§ **What to do**
Please repeat each of the entries below verbatim, keeping every line unchanged.
** BEGIN Data shown **
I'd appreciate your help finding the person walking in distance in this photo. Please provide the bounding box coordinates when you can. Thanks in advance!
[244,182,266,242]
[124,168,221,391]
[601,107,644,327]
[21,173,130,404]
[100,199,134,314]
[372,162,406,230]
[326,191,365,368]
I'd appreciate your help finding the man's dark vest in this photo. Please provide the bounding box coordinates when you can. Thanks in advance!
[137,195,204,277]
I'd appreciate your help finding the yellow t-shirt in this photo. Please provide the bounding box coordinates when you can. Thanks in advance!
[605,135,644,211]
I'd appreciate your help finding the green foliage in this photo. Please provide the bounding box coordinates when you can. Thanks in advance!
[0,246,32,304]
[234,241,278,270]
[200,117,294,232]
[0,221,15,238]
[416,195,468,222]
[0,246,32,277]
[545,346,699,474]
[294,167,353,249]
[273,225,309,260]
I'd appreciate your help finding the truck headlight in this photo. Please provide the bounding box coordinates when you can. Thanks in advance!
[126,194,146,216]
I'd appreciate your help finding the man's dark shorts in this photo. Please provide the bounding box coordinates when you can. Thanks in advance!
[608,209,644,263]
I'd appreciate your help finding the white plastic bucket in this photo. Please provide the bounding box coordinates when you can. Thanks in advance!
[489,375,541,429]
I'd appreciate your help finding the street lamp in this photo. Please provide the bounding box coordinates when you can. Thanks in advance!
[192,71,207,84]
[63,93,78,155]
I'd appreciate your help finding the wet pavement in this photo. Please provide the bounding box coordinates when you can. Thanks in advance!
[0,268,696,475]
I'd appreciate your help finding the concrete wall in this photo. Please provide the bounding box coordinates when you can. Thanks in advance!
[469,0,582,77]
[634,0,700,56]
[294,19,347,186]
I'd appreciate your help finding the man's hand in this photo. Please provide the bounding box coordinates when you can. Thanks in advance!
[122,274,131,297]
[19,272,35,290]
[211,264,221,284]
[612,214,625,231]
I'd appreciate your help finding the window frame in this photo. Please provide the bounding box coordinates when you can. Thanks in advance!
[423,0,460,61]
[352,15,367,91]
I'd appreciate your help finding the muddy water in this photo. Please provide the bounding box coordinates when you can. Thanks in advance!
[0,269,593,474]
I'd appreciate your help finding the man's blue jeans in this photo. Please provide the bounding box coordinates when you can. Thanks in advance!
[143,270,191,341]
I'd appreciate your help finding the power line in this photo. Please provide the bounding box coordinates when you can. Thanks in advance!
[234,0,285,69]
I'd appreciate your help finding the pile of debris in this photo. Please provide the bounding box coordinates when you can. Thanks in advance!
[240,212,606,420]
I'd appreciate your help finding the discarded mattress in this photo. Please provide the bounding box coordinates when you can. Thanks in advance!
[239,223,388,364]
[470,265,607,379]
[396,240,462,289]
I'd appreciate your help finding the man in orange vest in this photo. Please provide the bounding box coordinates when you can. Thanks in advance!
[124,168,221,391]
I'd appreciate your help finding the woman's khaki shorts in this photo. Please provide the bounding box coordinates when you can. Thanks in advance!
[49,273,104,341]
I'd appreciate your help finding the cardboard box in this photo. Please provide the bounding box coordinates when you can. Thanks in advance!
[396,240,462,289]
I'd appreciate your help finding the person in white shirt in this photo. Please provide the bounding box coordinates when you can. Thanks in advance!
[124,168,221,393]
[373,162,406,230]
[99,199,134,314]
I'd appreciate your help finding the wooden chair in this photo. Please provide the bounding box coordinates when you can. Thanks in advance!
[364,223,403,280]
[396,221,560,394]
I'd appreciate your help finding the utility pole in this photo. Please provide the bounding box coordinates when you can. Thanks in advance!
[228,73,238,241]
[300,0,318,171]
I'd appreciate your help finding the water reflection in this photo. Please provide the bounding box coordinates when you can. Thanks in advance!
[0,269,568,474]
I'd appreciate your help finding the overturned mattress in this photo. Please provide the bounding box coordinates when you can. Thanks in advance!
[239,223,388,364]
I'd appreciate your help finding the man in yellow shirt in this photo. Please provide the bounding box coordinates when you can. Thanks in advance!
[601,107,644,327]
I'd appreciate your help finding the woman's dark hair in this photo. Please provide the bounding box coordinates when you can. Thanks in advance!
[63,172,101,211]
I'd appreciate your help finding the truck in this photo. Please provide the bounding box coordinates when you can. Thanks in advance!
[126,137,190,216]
** END Data shown **
§ **Reply**
I'd appreciate your help finding the person walking in distance in this photo. Please provide the bounding box coordinates when you can. Thanks in advance!
[244,182,266,242]
[124,168,221,391]
[601,107,644,327]
[21,173,130,404]
[100,199,134,314]
[372,162,406,230]
[326,191,365,368]
I'd appreciate your help finding the man's dark vest in this photo. Please provide the bounding box coordinates when you can. Thanks in advance!
[137,195,204,277]
I'd appreciate your help finding the yellow t-shirt in this photo. Please provide the bounding box coordinates when you can. Thanks in advance!
[605,135,644,211]
I'd appreciate your help finding the green foliage in this photo. Please provide the bounding box coordinates when you can. Thanks in advance!
[0,246,32,304]
[234,241,278,270]
[200,117,294,232]
[0,221,15,238]
[416,195,468,222]
[0,246,32,277]
[545,346,699,474]
[294,167,353,249]
[273,225,309,260]
I'd appreciate your help finding the truck headlight in this photo. Please provide the bounding box coordinates when you can. Thanks in advance!
[126,194,146,216]
I'd appreciate your help finding the man's dark shorts in this photo. Please provide the bounding box coordinates when you can. Thanks in advance!
[608,209,644,263]
I'd appreciate your help finding the white plastic bucket in this photo. Please provide the bounding box coordinates when you can. Thanks in advance!
[489,375,541,429]
I'd appreciate your help finding the street lamp in this photo. Please provide the bounding box coordinates when you can. Thanks in advance!
[192,71,207,84]
[63,93,78,155]
I'd appreciate your help finding the wet pavement in this photo. Please provide the bounding box coordinates when you can. Thanks in advance!
[0,268,696,475]
I'd appreciate your help finding the concrete wall in this photo. Please provide the bounding box coordinates when you can. Thanks in advance!
[469,0,582,77]
[634,0,700,56]
[294,19,347,186]
I'd appreciate your help finding the man's hand in this photo. Please provide the bounding box coordinates when you can. Thanks in advance!
[122,274,131,297]
[19,272,35,290]
[211,264,221,284]
[612,214,625,231]
I'd appreciate your help finding the window frame in this photo. Please provide the bounding box coordinates when you can. Thanks in advance!
[423,0,460,61]
[352,15,367,91]
I'd appreciate your help finding the muddy water in this photo. Please provide the bounding box coordinates when you can. Thanks in advance!
[0,269,593,474]
I'd appreciate your help finding the man's blue jeans in this photo. Please provide the bounding box coordinates when you can. Thanks in advance!
[143,270,191,341]
I'd appreciate your help finding the power line in this photo. Please provide the bounding box coordinates when you can. Thanks in advance!
[234,0,285,69]
I'd appreciate your help finding the pile of debris in this photo. Please provide the bounding box coordinates when you can. Thanks in advance!
[240,212,606,420]
I'd appreciate your help finding the discarded mattress in this photo. Please provide the bounding box coordinates when you can. Thanks in advance!
[239,223,388,364]
[470,265,607,379]
[396,240,462,289]
I'd appreciate your help finding the man in orange vest in this photo. Please provide the bounding box coordinates when you can. Thanks in advance!
[124,168,221,391]
I'd appreciate your help finding the woman's khaki shorts in this photo. Please provide the bounding box coordinates when you can. Thanks in advance!
[49,273,104,341]
I'd appreciate your help finding the cardboard box in this photo. Please provide the bounding box coordinates when you can. Thanks in advance!
[396,240,462,289]
I'd appreciate your help finding the person in white shirt in this photo. Please provide the bounding box coordinates when you can. Thanks in advance!
[124,168,221,393]
[373,162,406,230]
[99,199,134,314]
I'd appreciate your help finding the wooden chair in this photo. Please provide the bounding box coordinates when you can. Thanks in advance!
[364,223,403,280]
[396,221,560,394]
I'd appreciate your help finding the utility pole in this photo. Please provide the bounding box coordinates when you can. Thanks in advance!
[228,73,238,241]
[300,0,318,171]
I'd appreciate your help finding the water reflection in this photo. Please provide the bounding box coordinates when you can. Thanks in advance!
[0,269,568,474]
I'd appreciate your help finding the overturned mattress in this photo. Please provide the bounding box coordinates when you can. Thanks in advance!
[239,223,388,364]
I'd appreciate your help finding the man in yellow shirt in this photo. Please provide the bounding box coordinates when you can. Thanks in advance!
[601,107,644,327]
I'd appreciate your help finding the woman's dark hair in this photo. Please provide the bounding box coordinates when you can. Thanks in advance!
[63,172,101,211]
I'd appreciate your help finding the truck in this photo. Please provide the bounding box coordinates when you can. Thanks in advance!
[126,137,190,216]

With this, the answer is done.